Source document
▼▼▼

The boy saw the April 5 shooting from the window of his grandmother’s apartment and ran out when he thought the gunmen finished firing in the 6100 block of North Marshfield Avenue, Assistant State’s Attorney James Murphy said.

That’s when he saw 22-year-old Jamelle Carraway pull down his face mask as he stood over Vonshea Norman, Murphy said. Carraway then allegedly fired 10 more times into 20-year-old Norman’s body.

Carraway locked eyes with the boy, raised his gun, but then fled with two other gunmen, Murphy said.

The boy’s 20-year-old brother was also shot in the chest and legs but survived. Police recovered 30 shell casings at the crime scene, Murphy said.

Before he was killed, Norman drove to the neighborhood to show the teenage boy’s brother his new car, Murphy said.

The longtime friends were standing near the front passenger side of the car when a silver Volkswagen pulled up on the street and Carraway and the two others got out, Murphy said.

When one of Carraway’s cohorts said “yeah,” the teenage boy’s brother immediately recognized the voice of someone he had known since the third grade, Murphy said.

That man, Carraway and the other gunman then pulled out their weapons with extended magazines before opening fire at Norman and the boy’s brother, Murphy said.

▲▲▲

[Referring expression data]
▼▼▼

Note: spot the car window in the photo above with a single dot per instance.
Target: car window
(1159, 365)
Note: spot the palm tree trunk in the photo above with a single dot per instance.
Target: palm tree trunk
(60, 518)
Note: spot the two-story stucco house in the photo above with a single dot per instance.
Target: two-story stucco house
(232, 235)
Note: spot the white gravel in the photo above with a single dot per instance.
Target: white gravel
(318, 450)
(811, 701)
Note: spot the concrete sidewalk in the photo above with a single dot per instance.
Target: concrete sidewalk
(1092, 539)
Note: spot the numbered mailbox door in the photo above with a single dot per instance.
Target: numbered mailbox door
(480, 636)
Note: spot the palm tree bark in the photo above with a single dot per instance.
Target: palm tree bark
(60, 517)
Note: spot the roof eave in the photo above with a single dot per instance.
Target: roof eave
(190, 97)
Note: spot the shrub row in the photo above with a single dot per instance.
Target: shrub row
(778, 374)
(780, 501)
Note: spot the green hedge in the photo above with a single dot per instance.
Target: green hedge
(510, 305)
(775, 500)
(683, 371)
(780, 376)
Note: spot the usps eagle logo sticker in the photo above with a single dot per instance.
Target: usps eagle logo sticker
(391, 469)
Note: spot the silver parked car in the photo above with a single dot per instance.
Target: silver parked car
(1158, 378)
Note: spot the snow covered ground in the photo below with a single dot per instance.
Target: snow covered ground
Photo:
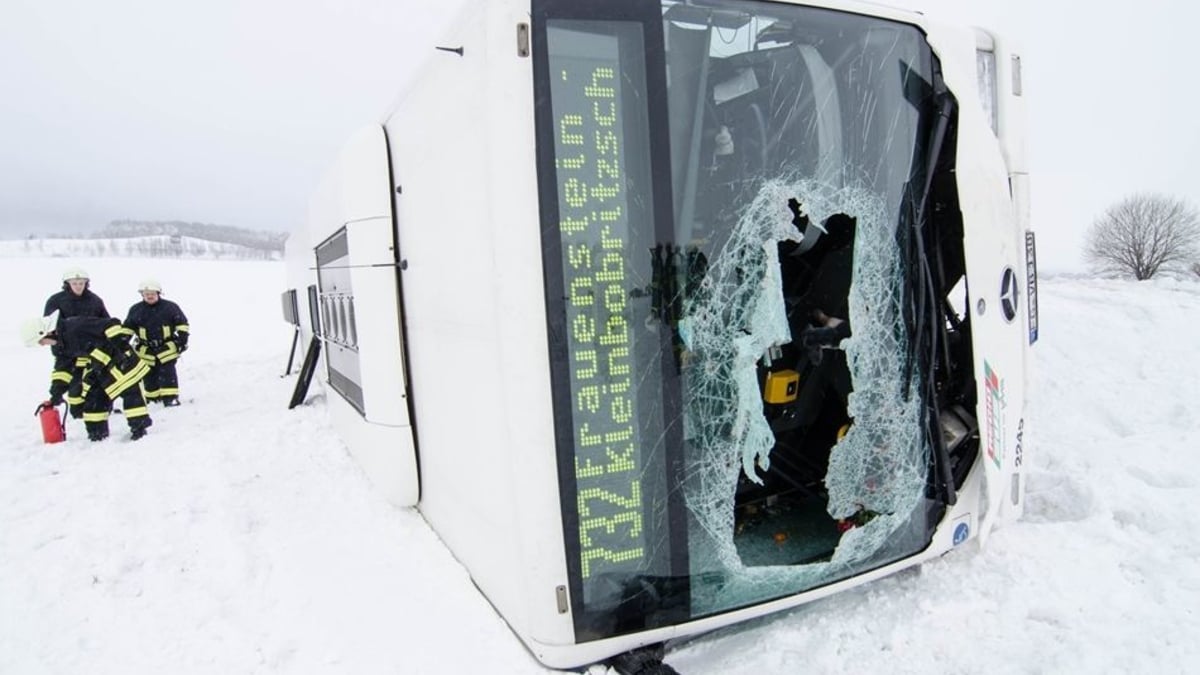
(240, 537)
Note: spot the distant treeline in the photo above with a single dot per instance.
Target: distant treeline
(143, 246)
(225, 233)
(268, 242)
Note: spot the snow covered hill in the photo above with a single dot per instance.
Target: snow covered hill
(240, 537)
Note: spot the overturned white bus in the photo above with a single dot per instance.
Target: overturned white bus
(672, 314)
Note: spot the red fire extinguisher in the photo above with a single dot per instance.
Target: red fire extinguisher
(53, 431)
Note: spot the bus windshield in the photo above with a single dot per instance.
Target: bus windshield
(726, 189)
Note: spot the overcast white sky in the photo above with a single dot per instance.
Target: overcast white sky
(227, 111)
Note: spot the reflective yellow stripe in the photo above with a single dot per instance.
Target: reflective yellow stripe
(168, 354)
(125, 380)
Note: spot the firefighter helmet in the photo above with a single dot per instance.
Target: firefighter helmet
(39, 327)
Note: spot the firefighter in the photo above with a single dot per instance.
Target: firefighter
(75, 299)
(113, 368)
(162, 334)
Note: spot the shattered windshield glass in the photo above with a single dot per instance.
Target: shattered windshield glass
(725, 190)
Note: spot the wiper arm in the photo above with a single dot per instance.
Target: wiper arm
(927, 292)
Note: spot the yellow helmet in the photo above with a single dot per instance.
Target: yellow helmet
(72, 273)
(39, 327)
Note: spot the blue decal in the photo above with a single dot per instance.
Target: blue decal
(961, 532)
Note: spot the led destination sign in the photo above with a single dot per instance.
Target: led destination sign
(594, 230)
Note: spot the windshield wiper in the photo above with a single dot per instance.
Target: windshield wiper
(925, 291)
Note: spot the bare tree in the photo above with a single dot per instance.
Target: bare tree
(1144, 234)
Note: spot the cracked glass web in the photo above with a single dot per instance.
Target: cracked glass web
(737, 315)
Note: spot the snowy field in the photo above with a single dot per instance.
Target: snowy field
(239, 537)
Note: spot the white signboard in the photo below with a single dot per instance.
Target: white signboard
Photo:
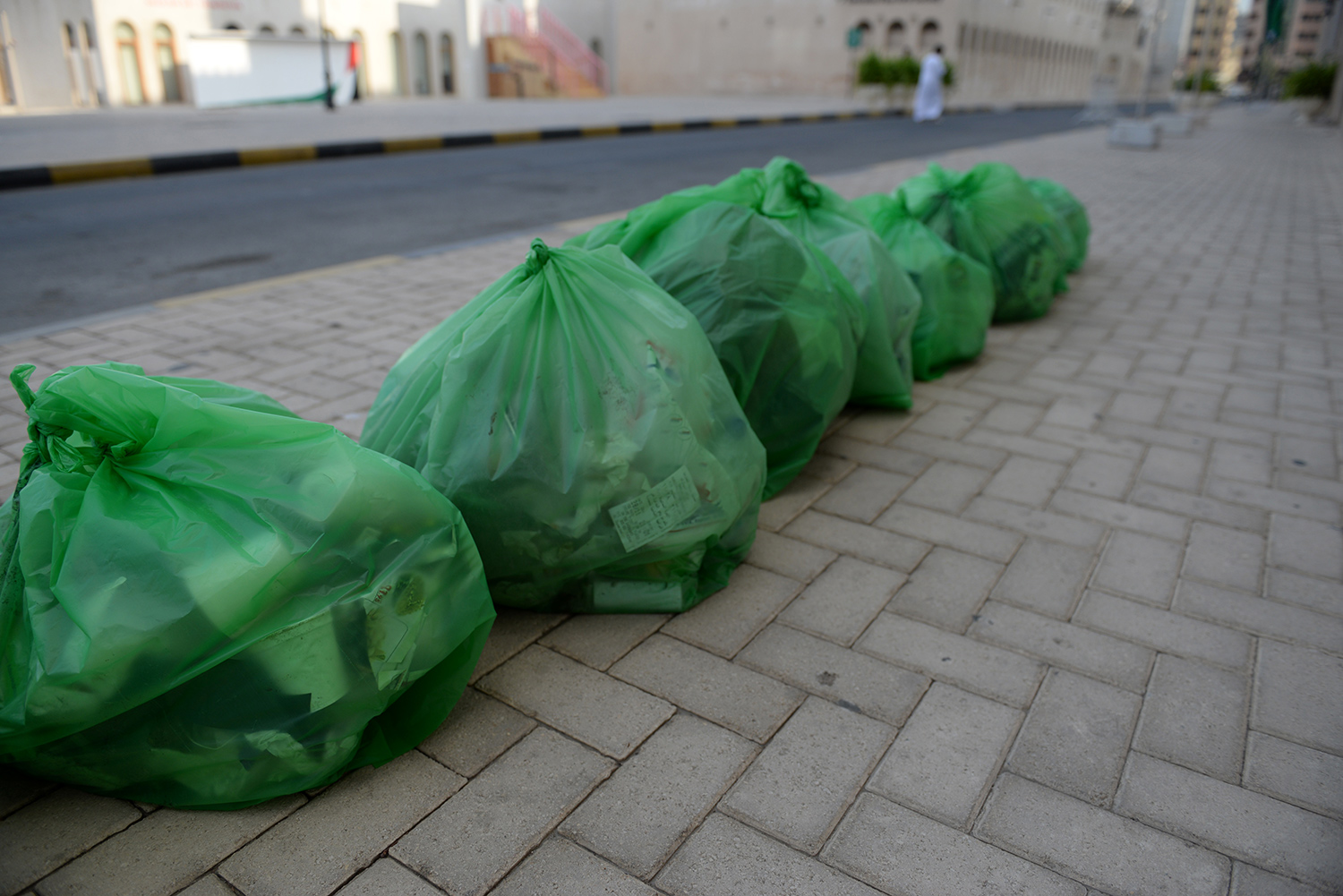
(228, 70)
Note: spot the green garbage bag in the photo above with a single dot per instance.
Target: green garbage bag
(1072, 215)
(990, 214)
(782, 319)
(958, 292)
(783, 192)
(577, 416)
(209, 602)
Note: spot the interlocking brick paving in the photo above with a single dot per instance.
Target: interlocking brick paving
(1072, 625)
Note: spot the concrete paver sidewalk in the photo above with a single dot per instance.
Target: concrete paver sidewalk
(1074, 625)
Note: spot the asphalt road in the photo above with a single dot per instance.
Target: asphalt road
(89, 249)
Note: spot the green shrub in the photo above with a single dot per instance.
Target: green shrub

▲▲▲

Task instructions
According to the report on the shooting, how many shell casings did police recover at the crime scene?

Result for this exercise
Police recovered 30 shell casings.